▸ Task goal: The lines to reproduce run from the one containing "Set a pin on every instance of the open-faced" through the final line of the entries; write them out exactly and add nothing.

▸ Data for analysis:
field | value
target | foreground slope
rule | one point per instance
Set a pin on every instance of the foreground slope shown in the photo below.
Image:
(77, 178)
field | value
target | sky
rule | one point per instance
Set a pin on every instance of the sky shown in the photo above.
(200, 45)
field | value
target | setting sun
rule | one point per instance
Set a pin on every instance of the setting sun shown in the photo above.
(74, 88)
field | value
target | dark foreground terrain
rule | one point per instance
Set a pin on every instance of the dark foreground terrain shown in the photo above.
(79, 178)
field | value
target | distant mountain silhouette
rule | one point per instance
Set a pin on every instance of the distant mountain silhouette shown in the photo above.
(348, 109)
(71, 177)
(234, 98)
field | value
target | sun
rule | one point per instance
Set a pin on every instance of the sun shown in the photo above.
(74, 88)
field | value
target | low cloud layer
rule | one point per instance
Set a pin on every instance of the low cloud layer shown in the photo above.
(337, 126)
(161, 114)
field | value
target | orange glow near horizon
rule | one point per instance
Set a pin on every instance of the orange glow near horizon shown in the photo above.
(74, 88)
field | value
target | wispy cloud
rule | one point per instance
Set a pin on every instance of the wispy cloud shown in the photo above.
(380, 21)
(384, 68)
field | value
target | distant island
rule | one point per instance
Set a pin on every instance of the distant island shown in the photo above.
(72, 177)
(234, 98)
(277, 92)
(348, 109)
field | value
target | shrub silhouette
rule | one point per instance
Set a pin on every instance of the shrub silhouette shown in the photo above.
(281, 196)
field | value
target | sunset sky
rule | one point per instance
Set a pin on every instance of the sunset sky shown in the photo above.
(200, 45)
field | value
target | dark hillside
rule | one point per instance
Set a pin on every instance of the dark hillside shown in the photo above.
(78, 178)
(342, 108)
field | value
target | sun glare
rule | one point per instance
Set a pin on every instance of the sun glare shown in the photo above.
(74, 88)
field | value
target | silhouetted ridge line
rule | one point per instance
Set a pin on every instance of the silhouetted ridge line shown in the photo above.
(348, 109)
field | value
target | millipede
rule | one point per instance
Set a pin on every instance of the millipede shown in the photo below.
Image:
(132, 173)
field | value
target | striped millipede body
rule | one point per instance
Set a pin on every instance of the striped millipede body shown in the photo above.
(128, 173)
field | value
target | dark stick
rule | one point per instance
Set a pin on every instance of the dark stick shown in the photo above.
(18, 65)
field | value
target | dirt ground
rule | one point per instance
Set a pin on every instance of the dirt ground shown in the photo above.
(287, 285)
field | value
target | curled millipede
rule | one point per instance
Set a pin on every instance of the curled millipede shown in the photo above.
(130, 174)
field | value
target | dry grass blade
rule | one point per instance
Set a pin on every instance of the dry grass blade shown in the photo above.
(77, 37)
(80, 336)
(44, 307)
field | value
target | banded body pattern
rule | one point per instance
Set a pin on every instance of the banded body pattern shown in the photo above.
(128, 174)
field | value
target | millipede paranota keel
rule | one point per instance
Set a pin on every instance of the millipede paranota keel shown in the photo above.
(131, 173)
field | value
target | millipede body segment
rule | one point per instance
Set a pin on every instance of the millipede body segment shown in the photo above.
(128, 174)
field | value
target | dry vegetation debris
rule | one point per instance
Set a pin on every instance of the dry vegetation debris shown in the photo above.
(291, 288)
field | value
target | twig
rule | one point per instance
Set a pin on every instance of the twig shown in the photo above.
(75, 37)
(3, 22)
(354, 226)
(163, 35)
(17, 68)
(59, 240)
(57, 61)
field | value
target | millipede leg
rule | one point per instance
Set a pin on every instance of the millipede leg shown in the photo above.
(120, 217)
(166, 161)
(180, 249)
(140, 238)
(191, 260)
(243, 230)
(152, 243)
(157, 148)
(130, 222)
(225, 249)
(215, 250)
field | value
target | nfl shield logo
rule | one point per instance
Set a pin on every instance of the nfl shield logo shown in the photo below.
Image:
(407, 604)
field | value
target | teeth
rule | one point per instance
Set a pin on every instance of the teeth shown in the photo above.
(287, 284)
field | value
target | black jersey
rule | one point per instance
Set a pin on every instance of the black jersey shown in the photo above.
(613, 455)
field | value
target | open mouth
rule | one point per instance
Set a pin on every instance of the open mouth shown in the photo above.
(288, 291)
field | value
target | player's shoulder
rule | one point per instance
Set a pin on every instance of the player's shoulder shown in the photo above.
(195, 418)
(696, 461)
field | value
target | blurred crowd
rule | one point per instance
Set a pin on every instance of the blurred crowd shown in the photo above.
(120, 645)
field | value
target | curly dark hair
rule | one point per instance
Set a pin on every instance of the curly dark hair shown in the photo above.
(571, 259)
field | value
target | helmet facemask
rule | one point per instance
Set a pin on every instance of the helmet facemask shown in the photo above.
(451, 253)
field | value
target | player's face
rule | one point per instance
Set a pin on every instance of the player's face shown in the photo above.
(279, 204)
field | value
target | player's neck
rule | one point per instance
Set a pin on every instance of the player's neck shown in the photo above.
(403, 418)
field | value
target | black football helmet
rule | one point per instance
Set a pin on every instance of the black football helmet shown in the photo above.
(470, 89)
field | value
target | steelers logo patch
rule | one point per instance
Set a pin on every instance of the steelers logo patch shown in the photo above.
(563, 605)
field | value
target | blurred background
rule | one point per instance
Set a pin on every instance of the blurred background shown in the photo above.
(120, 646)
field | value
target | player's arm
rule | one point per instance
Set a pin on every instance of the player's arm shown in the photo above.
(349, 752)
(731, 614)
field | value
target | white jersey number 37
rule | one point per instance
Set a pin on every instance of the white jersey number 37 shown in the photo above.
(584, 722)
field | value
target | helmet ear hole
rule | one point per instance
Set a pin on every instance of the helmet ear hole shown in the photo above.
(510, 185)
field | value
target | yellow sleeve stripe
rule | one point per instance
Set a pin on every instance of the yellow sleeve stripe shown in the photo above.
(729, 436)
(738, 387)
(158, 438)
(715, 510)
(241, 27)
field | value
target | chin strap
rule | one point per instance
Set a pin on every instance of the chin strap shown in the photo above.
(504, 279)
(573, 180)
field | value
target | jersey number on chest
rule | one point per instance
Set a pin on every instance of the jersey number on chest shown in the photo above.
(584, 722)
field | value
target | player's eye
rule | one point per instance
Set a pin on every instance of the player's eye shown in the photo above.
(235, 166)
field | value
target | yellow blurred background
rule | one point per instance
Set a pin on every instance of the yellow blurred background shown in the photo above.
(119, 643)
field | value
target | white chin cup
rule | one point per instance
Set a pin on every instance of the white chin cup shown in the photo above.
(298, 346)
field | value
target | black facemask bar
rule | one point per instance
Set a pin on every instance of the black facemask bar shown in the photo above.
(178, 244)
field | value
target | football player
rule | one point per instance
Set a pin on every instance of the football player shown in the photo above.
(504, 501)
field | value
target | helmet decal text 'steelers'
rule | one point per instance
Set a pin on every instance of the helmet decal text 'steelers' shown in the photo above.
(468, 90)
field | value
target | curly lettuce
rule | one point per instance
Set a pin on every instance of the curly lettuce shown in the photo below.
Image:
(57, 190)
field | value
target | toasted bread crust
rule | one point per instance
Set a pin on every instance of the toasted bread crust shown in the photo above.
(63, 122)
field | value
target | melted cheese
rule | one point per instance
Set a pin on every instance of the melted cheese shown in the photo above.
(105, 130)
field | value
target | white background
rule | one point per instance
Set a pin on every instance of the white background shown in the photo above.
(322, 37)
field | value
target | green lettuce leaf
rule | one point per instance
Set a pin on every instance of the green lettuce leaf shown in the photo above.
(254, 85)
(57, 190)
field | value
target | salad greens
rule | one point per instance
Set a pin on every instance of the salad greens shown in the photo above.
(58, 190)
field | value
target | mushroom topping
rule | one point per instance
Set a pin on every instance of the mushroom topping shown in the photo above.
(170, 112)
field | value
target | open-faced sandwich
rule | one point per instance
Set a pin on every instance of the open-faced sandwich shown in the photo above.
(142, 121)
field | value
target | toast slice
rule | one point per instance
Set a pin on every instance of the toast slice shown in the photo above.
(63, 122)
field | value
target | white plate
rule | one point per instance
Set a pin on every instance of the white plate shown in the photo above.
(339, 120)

▸ Answer space:
Set a pin on every instance of the open-faced sandwich shown in the photo above.
(142, 121)
field | value
target | toast slice
rule | one point per instance
Set a pin on every instance of the toast slice shown in the photo above.
(63, 122)
field | value
target | white plate
rule | one point per instance
Set a pin on every instance of the white plate shown in the photo above.
(339, 120)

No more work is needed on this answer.